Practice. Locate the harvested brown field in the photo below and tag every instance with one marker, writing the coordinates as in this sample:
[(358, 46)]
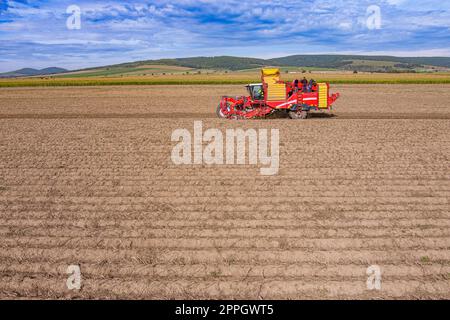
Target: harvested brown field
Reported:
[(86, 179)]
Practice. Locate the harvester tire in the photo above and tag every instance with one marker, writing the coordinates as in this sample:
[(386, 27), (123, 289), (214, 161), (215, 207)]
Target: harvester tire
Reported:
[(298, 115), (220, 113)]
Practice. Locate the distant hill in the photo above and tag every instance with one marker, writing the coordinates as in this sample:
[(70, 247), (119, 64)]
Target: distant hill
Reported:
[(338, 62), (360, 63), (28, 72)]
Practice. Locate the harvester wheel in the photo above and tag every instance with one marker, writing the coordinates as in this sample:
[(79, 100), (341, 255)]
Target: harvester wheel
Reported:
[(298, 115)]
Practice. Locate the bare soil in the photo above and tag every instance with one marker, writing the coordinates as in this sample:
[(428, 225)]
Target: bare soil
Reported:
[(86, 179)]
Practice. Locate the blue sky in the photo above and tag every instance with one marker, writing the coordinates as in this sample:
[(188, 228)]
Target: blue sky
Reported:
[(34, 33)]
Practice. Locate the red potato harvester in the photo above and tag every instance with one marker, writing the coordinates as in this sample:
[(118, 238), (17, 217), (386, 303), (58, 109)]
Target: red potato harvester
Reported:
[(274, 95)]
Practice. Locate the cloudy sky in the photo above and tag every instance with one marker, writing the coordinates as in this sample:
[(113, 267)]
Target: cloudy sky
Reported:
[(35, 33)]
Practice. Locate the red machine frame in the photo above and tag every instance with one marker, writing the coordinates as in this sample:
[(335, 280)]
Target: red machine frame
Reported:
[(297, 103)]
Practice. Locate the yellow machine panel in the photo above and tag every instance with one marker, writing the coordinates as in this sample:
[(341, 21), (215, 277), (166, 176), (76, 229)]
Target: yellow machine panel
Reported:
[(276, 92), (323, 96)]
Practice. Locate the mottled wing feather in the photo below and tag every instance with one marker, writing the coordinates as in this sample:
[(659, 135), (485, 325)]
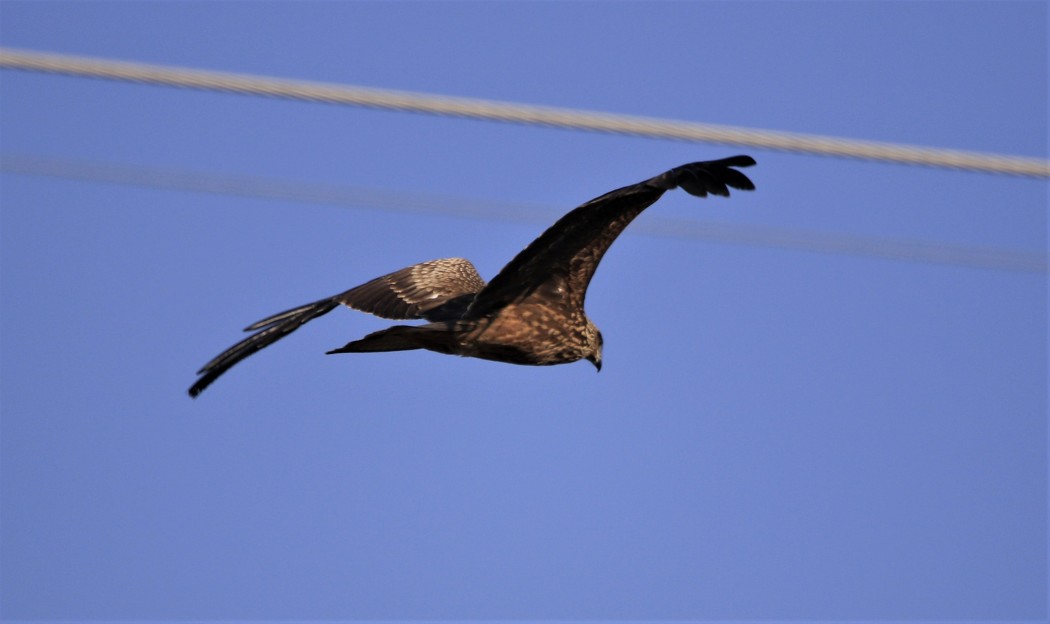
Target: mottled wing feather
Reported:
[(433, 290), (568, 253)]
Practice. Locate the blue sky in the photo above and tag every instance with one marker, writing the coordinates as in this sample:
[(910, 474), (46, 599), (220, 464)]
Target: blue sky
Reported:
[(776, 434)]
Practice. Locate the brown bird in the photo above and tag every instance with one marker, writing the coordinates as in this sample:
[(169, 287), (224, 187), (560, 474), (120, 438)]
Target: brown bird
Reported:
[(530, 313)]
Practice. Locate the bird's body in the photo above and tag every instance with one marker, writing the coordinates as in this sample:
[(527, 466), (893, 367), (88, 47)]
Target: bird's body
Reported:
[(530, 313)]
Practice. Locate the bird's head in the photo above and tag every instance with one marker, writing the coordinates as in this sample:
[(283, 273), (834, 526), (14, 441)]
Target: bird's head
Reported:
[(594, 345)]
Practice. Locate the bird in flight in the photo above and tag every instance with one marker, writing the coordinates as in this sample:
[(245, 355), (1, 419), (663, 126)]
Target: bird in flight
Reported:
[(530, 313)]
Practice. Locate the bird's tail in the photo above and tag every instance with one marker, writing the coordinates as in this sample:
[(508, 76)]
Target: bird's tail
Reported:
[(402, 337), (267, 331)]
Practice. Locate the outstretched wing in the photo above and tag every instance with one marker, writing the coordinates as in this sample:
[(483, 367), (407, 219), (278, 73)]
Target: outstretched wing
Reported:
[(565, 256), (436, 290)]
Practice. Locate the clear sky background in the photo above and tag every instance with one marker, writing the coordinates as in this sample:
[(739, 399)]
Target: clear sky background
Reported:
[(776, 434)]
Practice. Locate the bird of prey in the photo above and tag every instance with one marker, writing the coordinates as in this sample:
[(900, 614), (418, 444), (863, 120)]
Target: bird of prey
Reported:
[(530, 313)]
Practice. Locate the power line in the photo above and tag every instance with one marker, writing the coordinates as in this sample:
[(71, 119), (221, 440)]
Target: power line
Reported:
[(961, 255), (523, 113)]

Given instruction —
Make an exact copy of the listing above. Do not include the pictures.

Answer below —
Practice. Locate the harvested brown field in the photo below and tag every instance with one marker, writing the coordinates as in this sample:
[(358, 46)]
Target: harvested brown field
Reported:
[(86, 179)]
Practice. Locate the harvester tire in the photo above and tag every instance with one marker, writing the coordinates as in this sample:
[(386, 27), (123, 289), (214, 161), (215, 207)]
Target: harvester tire
Reported:
[(298, 115), (220, 113)]
Practice. Locate the distant hill in the photo above and tag every instance with one marker, writing the coordinates as in this sample:
[(70, 247), (119, 64)]
Target: distant hill
Reported:
[(338, 62), (360, 63), (28, 72)]
Practice. Locate the harvester wheel in the photo above and tag every instance with one marker, writing the coordinates as in this sample:
[(79, 100), (341, 255)]
Target: harvester wheel
Reported:
[(298, 115)]
Practice. Locate the bare soil in the photo above and tag every instance with one marker, writing the coordinates as in this sample:
[(428, 225)]
Target: bare soil
Reported:
[(86, 179)]
Practice. Locate the blue sky in the photo above and tag every instance with one marker, writing the coordinates as in this sample:
[(188, 228)]
Target: blue sky
Reported:
[(34, 33)]
Practice. Locate the red potato harvester in the photo above and tag every instance with one marker, writing the coordinates as in this sample:
[(118, 238), (17, 217), (386, 303), (58, 109)]
Target: red potato harvester
Reported:
[(274, 95)]
Practice. Locate the cloudy sky in the photo above and tag every instance with one marker, writing the coordinates as in this sample:
[(113, 267)]
Target: cloudy sky
Reported:
[(35, 33)]
Practice. Locate the red machine frame in the photo above and tag every instance with one marker, writing the coordinates as in this sample:
[(335, 280)]
Target: red machine frame
Reported:
[(297, 103)]
Practice. Locate the yellow machine panel in the photo above and tag every instance with one marker, writing the coordinates as in this sample:
[(341, 21), (215, 277), (166, 176), (76, 229)]
Target: yellow machine panel
Reported:
[(276, 92), (323, 96)]
Practice. Locate the mottled wing feather in the photo below and tag every instance with one marker, writing the coordinates as in this sample:
[(659, 135), (485, 325)]
Target: mottled wing feather
Reported:
[(433, 290), (568, 253)]
Practice. Locate the blue sky in the photo above and tag every instance with one marker, writing the coordinates as in this sample:
[(910, 474), (46, 599), (220, 464)]
Target: blue sky
Reported:
[(776, 434)]
Practice. Locate the brown bird in the photo above and tag every instance with one marker, writing the coordinates as in this sample:
[(169, 287), (224, 187), (560, 474), (120, 438)]
Target: brown bird
Reported:
[(530, 313)]
Practice. Locate the bird's body in the photo above and tag every instance with one marker, writing the coordinates as in this sample:
[(527, 466), (893, 367), (88, 47)]
Target: bird's body
Reported:
[(530, 313)]
Practice. Locate the bird's head in the photo above and tag every instance with one marker, writing the coordinates as in this sample:
[(283, 273), (834, 526), (14, 441)]
Target: bird's head
Reported:
[(594, 345)]
Practice. Locate the bird in flight in the photo above and tag every instance with one marker, writing the coordinates as in this sample:
[(245, 355), (1, 419), (663, 126)]
Target: bird in flight
Reported:
[(530, 313)]
Practice. Locate the bird's tail in the photo above and tag every instance with one marker, writing the coordinates as in this sample:
[(508, 76)]
Target: bird's tail
Reported:
[(402, 337), (267, 331)]
Practice. Locate the outstretched wing in the photo above and tag every instance with one marker, writing the coordinates as in this sample:
[(483, 367), (407, 219), (278, 73)]
Target: outstretched wing
Reported:
[(565, 256), (436, 290)]
Practice. Locate the clear sky background in the photo above and tag every instance with one marker, writing the coordinates as in this sample:
[(739, 399)]
Target: clear sky background
Reported:
[(776, 434)]
Practice. Locate the bird of prey in the photo above and tag every instance with one marker, writing the coordinates as in this sample:
[(900, 614), (418, 444), (863, 120)]
Target: bird of prey
Reported:
[(530, 313)]
Practice. Locate the power line in the photo above and tag every instance with one marker, writing the coordinates as in this sample:
[(71, 119), (221, 440)]
Target: power line
Reported:
[(961, 255), (523, 113)]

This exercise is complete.